# [Page excerpt]
'''
The first thing you need to do is get to your Dr and get tested for STD. 

Then dump her because staying with her is only going to bring you pain.


----------



## Kyristynia71 (Sep 16, 2021)

Rtgarza said:


> My wife and I have been having problems lately. She tells me she loves me and want to be with me for the rest of her life. But she doesn’t view monogamy the same as I. She doesn’t have an issue with sleeping with another person. She says she would feel bad because it would hurt me but the physical act would not be a problem to her. How does one respond to this? I can’t deal with the thought of her being intimate with another and then she wanting to be intimate with me. That is cheating plain and simple. She wouldn’t have any regret except for any pain she would cause me. She tells me she wants to go and do things without feeling tied down and guilty but she still wants to be able to come home to me. She wants her cake and to eat it. Being able to go out and enjoy things with friends I can understand but this?? I told her I can’t deal with that and I won’t deal with that. If she want to be married to me like I want to be married to her then there is no room for infidelity. I had to deal with that in a previous marriage. I’d didn’t believe that’s what would potentially be happening again. She’s basically asking permission to have a random hook up now and the but yo always be able to come home to her husband. I could use some advice.


DIVORCE HER !!!!!!! end of the story !


----------
'''
(Items stored from a collection)
'''
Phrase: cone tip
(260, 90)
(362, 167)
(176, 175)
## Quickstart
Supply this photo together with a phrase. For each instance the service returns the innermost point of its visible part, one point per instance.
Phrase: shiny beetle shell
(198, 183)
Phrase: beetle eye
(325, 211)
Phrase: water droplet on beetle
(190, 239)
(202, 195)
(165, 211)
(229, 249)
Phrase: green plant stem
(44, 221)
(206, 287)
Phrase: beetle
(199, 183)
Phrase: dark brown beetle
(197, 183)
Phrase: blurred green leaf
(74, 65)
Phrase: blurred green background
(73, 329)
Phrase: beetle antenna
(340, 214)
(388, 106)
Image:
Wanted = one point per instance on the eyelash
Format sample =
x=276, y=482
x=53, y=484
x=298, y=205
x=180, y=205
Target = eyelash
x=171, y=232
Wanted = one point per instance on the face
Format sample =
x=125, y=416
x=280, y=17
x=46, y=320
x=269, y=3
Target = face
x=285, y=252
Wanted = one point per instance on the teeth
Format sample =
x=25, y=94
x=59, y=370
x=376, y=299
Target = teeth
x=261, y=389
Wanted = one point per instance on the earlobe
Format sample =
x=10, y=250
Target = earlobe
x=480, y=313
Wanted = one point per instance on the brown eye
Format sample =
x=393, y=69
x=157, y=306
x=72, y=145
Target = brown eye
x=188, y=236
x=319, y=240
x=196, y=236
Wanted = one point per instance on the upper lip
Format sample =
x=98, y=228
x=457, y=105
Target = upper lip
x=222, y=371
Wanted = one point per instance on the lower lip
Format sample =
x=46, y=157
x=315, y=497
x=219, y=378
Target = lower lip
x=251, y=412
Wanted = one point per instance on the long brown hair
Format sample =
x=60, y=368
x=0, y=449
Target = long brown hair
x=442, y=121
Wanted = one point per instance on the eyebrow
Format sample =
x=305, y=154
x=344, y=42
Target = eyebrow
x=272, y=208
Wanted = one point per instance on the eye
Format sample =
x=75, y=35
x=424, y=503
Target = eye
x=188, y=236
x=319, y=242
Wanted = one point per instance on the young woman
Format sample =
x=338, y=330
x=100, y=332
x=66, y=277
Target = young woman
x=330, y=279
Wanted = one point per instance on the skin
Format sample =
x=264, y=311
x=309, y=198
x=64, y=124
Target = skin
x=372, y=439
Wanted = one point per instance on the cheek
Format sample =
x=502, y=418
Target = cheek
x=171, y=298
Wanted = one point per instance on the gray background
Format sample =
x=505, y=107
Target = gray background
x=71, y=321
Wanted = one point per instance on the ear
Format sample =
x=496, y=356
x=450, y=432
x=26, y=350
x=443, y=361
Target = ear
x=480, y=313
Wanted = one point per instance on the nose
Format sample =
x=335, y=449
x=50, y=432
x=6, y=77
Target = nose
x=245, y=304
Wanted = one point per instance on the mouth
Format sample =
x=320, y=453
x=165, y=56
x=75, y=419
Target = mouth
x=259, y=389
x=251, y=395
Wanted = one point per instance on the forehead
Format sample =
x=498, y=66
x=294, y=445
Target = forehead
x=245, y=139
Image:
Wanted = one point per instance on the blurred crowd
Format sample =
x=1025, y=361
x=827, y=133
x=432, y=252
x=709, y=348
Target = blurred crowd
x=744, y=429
'''
# [Brief 1]
Please return the passage of the forum thread that begins at the words "The first thing" and stops after "(Sep 16, 2021)", copied word for word.
# [Brief 2]
In the records, from the first line through the line that contains "x=372, y=439", replace "Format sample" with "Output pattern". Give only those lines, with everything else unchanged.

# [Task response 1]
The first thing you need to do is get to your Dr and get tested for STD. 

Then dump her because staying with her is only going to bring you pain.


----------



## Kyristynia71 (Sep 16, 2021)

# [Task response 2]
Phrase: cone tip
(260, 90)
(362, 167)
(176, 175)
## Quickstart
Supply this photo together with a phrase. For each instance the service returns the innermost point of its visible part, one point per instance.
Phrase: shiny beetle shell
(198, 183)
Phrase: beetle eye
(325, 211)
Phrase: water droplet on beetle
(190, 239)
(202, 195)
(165, 211)
(229, 249)
Phrase: green plant stem
(44, 221)
(206, 287)
Phrase: beetle
(199, 183)
Phrase: dark brown beetle
(197, 183)
Phrase: blurred green leaf
(74, 65)
Phrase: blurred green background
(73, 329)
Phrase: beetle antenna
(340, 214)
(388, 106)
Image:
Wanted = one point per instance on the eyelash
Output pattern =
x=276, y=482
x=53, y=484
x=298, y=205
x=180, y=205
Target = eyelash
x=171, y=232
Wanted = one point per instance on the face
Output pattern =
x=125, y=416
x=280, y=17
x=46, y=320
x=269, y=3
Target = face
x=285, y=252
Wanted = one point per instance on the teeth
Output pattern =
x=25, y=94
x=59, y=370
x=376, y=299
Target = teeth
x=261, y=389
Wanted = one point per instance on the earlobe
Output pattern =
x=10, y=250
Target = earlobe
x=480, y=313
Wanted = one point per instance on the brown eye
Output pattern =
x=393, y=69
x=157, y=306
x=72, y=145
Target = brown eye
x=188, y=236
x=319, y=240
x=196, y=236
Wanted = one point per instance on the upper lip
Output pattern =
x=98, y=228
x=457, y=105
Target = upper lip
x=222, y=371
Wanted = one point per instance on the lower lip
Output pattern =
x=46, y=157
x=315, y=497
x=219, y=378
Target = lower lip
x=251, y=412
Wanted = one point per instance on the long brown hair
Output pattern =
x=60, y=368
x=0, y=449
Target = long brown hair
x=442, y=121
Wanted = one point per instance on the eyebrow
Output pattern =
x=305, y=154
x=344, y=42
Target = eyebrow
x=272, y=208
Wanted = one point per instance on the eye
Output pattern =
x=75, y=35
x=424, y=503
Target = eye
x=188, y=236
x=319, y=242
Wanted = one point per instance on the young woman
Output pattern =
x=338, y=330
x=100, y=332
x=66, y=277
Target = young woman
x=330, y=279
Wanted = one point per instance on the skin
Output pattern =
x=264, y=311
x=309, y=198
x=64, y=124
Target = skin
x=372, y=439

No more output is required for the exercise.